> Work to complete:
Copy the rows below without any change, from the line with "Tag every instance of the red" up to and including the line with "x=224 y=157".
─── Extracted entries ───
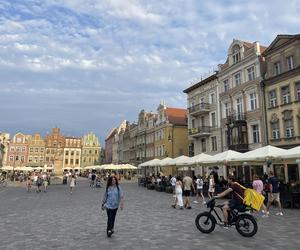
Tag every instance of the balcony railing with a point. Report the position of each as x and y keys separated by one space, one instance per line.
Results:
x=200 y=131
x=236 y=117
x=199 y=108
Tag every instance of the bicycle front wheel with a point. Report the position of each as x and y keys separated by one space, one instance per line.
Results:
x=205 y=222
x=246 y=225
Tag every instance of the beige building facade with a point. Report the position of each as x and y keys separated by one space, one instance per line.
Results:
x=36 y=153
x=204 y=117
x=240 y=97
x=282 y=91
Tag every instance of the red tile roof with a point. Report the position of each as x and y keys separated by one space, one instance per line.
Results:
x=177 y=116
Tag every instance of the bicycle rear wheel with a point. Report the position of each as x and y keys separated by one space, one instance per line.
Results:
x=246 y=225
x=205 y=222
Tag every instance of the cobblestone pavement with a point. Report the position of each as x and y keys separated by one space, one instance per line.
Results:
x=58 y=220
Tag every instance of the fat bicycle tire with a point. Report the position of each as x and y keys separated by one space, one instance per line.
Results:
x=209 y=219
x=246 y=221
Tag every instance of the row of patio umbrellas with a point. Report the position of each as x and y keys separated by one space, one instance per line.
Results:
x=259 y=155
x=111 y=167
x=24 y=168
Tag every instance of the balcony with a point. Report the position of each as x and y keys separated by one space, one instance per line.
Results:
x=198 y=109
x=236 y=117
x=242 y=148
x=200 y=131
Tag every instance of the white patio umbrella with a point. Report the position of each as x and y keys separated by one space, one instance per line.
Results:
x=128 y=167
x=182 y=160
x=200 y=158
x=293 y=153
x=165 y=162
x=261 y=154
x=224 y=157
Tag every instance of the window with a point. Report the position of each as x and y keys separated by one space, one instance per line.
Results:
x=226 y=109
x=239 y=105
x=276 y=68
x=289 y=128
x=272 y=98
x=290 y=62
x=255 y=133
x=212 y=98
x=253 y=102
x=237 y=79
x=226 y=85
x=214 y=143
x=251 y=75
x=275 y=130
x=203 y=145
x=298 y=91
x=213 y=119
x=286 y=98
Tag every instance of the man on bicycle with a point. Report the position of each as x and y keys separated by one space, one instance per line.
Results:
x=236 y=202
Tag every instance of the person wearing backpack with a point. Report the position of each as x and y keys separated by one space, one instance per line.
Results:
x=113 y=199
x=236 y=202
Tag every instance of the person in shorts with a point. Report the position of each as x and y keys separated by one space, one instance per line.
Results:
x=188 y=186
x=273 y=195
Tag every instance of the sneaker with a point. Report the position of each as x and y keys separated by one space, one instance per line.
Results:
x=109 y=233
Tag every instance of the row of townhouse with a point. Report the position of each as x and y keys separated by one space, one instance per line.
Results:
x=253 y=99
x=54 y=150
x=155 y=135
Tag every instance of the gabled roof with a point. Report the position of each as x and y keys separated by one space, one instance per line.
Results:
x=202 y=82
x=279 y=41
x=176 y=116
x=111 y=134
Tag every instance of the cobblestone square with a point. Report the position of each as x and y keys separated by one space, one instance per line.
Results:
x=58 y=220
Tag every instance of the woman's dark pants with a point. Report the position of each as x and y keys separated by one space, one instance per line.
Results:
x=111 y=216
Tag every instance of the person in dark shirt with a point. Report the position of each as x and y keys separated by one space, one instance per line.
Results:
x=236 y=202
x=273 y=195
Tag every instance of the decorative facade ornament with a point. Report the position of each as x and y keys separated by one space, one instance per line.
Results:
x=274 y=118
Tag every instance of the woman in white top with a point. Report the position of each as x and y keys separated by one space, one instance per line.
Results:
x=72 y=183
x=178 y=193
x=211 y=187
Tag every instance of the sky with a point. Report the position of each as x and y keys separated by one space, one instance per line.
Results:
x=87 y=65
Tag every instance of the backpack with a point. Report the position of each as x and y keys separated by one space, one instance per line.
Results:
x=251 y=198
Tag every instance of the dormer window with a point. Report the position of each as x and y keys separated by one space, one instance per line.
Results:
x=236 y=54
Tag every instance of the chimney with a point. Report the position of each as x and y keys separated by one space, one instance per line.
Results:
x=256 y=48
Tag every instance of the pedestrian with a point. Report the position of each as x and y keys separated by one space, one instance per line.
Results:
x=178 y=192
x=113 y=199
x=273 y=195
x=29 y=183
x=45 y=183
x=199 y=189
x=39 y=183
x=188 y=186
x=211 y=186
x=258 y=186
x=72 y=183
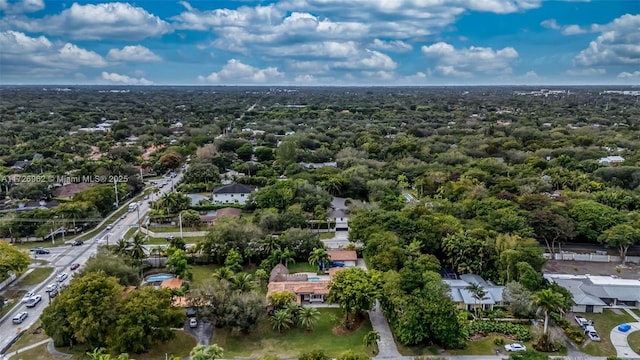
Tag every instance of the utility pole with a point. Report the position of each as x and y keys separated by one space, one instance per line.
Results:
───
> Result of this exercise:
Tag every instance of the red tile roof with a point. Report the position of each as x and y keys separated by one space, one instance per line.
Results:
x=177 y=116
Tag every instance of the bicycle rear wheel with a point. Report the position of each as x and y keys separated by one space, one instance per line.
Results:
x=246 y=225
x=205 y=222
Tag every instance of the cobblestone pavement with a point. Report the position of each as x and y keys separated by one space, one instance per line.
Results:
x=58 y=220
Tag every instance of the fat bicycle tire with a point. Report the position of each as x and y keys separated by one space, one instance per line.
Results:
x=209 y=219
x=246 y=221
Tag every instance of the row of patio umbrellas with a point. Report the position of each as x and y keys separated by one space, one instance per line.
Results:
x=259 y=155
x=111 y=167
x=24 y=168
Tag every instance of the balcony with a point. Report the position of each as x and y keys separated by one space, one instance per line.
Results:
x=198 y=109
x=236 y=117
x=242 y=148
x=200 y=131
Tag every instance of the white patio umbrella with a point. Report the position of each as x and y keys separated by one space, one instance per line.
Results:
x=128 y=167
x=182 y=160
x=200 y=158
x=293 y=153
x=165 y=162
x=261 y=154
x=224 y=157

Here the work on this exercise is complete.